**WHAT YOU NEED TO DO**
Could you swap "Exercise" for "Task" throughout the entries below and reproduce them with nothing else altered?

━━ EXERCISE MATERIAL ━━

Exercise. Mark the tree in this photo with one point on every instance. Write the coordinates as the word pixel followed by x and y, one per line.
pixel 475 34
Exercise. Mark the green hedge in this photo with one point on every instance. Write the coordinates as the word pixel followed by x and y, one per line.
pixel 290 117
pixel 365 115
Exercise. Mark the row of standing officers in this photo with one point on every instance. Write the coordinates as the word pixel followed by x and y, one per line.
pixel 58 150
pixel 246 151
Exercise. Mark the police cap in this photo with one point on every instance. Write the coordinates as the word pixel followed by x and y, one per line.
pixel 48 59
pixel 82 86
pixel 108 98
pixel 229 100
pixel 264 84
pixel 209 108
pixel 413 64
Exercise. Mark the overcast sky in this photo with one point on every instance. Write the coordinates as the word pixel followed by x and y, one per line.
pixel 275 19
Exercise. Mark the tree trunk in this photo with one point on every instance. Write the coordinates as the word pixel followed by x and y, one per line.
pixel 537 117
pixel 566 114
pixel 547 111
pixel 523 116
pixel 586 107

━━━

**EXPECTED ANSWER**
Task. Mark the tree in this photo with one point on every instance. Write the coordinates as the word pixel followed by x and y, one per line.
pixel 475 34
Task. Mark the green hedge in this photo with one point on every instance. Write the coordinates as the word pixel followed by x and y, one per line.
pixel 290 117
pixel 365 115
Task. Mark the row of standing officers in this photo with one point on every instance. Write the coordinates as the word pixel followed by x and y, one per line.
pixel 58 150
pixel 246 151
Task. Mark the police cap in this photo with one point on every instance. Write the coordinates as the word pixel followed by x and y, one per line.
pixel 48 59
pixel 82 86
pixel 108 98
pixel 229 100
pixel 264 84
pixel 209 108
pixel 413 64
Task. Mark the overcast sky in this photo with one point on every instance. Write the coordinates as the word pixel followed by x and y, one per line.
pixel 275 19
Task. Mark the tree trunk in this photo with one point on every instance. Write the coordinates as the word pixel followed by x and y, one per line.
pixel 537 117
pixel 566 114
pixel 547 111
pixel 523 116
pixel 586 107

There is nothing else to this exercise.